### Tarefas
1) Responda com base no trecho sobre a abertura da advocacia a bancas estrangeiras:
(a) Em que data e dia da semana está marcada a audiência pública?
(b) Além de opositores e apoiadores da abertura, que órgãos estarão presentes?
(c) Em que condições há tendência a permitir a associação com os estrangeiros?
2) Prossiga o trecho sobre a abertura da advocacia a bancas estrangeiras, começando logo após a última frase.

### Trecho
+++++

Tabu na Ordem dos Advogados do Brasil, a abertura da advocacia para parcerias com bancas estrangeiras volta mais uma vez à pauta de debates da entidade. Logo no começo de maio, no dia 7, uma terça-feira, uma audiência pública está marcada para decidir justamente os rumos do assunto, com vozes de todos os lados.

Estarão presentes tanto opositores quanto apoiadores da abertura, inclusive órgãos de advocacia estrangeira, em uma discussão que promete ser dura — embora haja uma tendência no sentido de permitir a associação com os gringos desde que livre de dependência ou controle por parte dos estrangeiros ou, ainda, sem que essas bancas tenham poder de atuar judicialmente.

+++++

### Entradas

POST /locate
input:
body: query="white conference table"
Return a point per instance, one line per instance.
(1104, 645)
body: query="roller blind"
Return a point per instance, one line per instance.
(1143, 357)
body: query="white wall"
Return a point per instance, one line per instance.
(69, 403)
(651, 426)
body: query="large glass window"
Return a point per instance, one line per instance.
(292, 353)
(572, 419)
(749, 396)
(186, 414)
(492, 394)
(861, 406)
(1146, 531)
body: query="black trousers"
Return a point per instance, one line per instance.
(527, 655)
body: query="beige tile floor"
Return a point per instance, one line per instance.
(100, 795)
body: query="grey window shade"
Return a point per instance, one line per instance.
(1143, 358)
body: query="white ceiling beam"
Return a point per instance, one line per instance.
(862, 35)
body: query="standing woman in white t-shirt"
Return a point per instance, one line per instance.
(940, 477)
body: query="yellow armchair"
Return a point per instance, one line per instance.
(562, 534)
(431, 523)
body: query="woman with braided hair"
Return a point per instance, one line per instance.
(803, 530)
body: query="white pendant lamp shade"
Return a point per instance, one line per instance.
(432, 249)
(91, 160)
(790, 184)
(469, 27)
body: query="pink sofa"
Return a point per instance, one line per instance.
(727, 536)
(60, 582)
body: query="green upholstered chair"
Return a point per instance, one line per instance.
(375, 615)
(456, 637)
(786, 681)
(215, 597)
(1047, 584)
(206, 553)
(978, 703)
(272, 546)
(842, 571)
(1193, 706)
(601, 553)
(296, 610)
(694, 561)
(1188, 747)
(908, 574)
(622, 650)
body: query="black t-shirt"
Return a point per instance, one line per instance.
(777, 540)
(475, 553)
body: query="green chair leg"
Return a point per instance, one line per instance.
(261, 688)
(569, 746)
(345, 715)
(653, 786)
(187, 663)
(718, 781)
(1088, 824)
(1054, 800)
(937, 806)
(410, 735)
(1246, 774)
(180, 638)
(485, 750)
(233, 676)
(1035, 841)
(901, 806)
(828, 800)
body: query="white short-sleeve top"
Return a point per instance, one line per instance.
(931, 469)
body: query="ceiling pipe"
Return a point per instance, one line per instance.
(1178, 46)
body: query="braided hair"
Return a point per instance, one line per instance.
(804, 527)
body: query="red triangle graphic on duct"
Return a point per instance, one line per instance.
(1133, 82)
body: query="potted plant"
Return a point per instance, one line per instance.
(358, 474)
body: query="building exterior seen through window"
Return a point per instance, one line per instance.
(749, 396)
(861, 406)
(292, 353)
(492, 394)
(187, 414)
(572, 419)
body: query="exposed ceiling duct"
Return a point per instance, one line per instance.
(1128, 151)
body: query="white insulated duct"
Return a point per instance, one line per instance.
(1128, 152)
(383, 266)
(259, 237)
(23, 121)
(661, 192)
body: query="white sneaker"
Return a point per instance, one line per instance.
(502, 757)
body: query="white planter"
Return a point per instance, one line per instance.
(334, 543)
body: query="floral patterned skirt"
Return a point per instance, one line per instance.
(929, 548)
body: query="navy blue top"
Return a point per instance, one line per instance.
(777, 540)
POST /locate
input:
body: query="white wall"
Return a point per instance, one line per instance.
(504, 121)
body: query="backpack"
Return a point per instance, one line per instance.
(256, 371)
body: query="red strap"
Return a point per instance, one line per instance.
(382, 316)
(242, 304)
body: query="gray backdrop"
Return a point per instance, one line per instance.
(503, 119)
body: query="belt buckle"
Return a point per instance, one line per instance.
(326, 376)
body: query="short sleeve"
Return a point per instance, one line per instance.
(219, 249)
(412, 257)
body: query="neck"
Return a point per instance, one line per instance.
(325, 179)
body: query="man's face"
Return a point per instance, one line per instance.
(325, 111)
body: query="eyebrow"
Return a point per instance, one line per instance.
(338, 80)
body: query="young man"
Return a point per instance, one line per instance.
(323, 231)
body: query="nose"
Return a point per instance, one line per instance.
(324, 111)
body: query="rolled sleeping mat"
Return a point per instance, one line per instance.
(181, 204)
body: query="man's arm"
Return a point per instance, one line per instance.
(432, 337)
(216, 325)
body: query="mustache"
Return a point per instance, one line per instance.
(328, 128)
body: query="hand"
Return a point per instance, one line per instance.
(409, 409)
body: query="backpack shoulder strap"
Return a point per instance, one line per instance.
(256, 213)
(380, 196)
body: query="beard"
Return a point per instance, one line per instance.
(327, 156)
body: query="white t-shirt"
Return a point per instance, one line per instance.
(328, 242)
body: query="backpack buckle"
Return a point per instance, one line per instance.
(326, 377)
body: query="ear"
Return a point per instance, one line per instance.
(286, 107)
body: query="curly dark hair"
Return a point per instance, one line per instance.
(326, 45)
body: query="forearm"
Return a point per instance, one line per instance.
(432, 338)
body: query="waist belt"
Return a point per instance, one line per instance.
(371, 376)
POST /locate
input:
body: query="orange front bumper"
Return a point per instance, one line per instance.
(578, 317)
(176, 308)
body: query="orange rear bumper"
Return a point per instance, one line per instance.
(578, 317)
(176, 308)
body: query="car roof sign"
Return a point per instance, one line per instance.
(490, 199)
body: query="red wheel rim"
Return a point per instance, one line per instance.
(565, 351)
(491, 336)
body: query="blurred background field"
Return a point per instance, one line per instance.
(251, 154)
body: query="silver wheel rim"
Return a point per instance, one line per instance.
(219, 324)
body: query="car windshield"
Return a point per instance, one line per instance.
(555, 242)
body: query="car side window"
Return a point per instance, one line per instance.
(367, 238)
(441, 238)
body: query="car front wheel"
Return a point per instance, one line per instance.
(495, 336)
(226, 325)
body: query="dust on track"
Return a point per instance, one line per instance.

+++++

### Respostas por tarefa
1)
(a) No dia 7 de maio, uma terça-feira.
(b) Órgãos de advocacia estrangeira.
(c) Desde que a associação seja livre de dependência ou controle por parte dos estrangeiros ou, ainda, sem que essas bancas tenham poder de atuar judicialmente.

2)
O ponto principal dos debates é o Provimento 91, de 2000, que estipulou regras para o exercício da atividade de consultores e sociedades de consultores estrangeiros no país. De acordo com o artigo 2º, a autorização da OAB enseja exclusivamente a prática de consultoria no direito estrangeiro correspondente ao país ou estado de origem do profissional interessado, sendo vedados expressamente o exercício do procuratório judicial e de consultoria ou assessoria em Direito brasileiro.

“No entanto, esse provimento não encerra o debate. A reunião é um primeiro passo para decidirmos se ele será mantido ou não”, conta Cezar Britto, presidente da Comissão de Relações Internacionais do Conselho Federal da OAB. “Precisamos saber se são possíveis outros tipos de parceria, como escritórios de fora contratando advogados daqui, por exemplo, ou, ainda, quando o negócio envolve duas legislações e também convenção internacional.”

O advogado lembra que “o Brasil cresceu e se internacionalizou”. “Como podemos fazer com que essa mudança reflita no mundo jurídico? Como a advocacia pode crescer junto com o Brasil, preenchendo esses espaços internacionais?”, indaga. “Não podemos ser pequenos juridicamente”, diz.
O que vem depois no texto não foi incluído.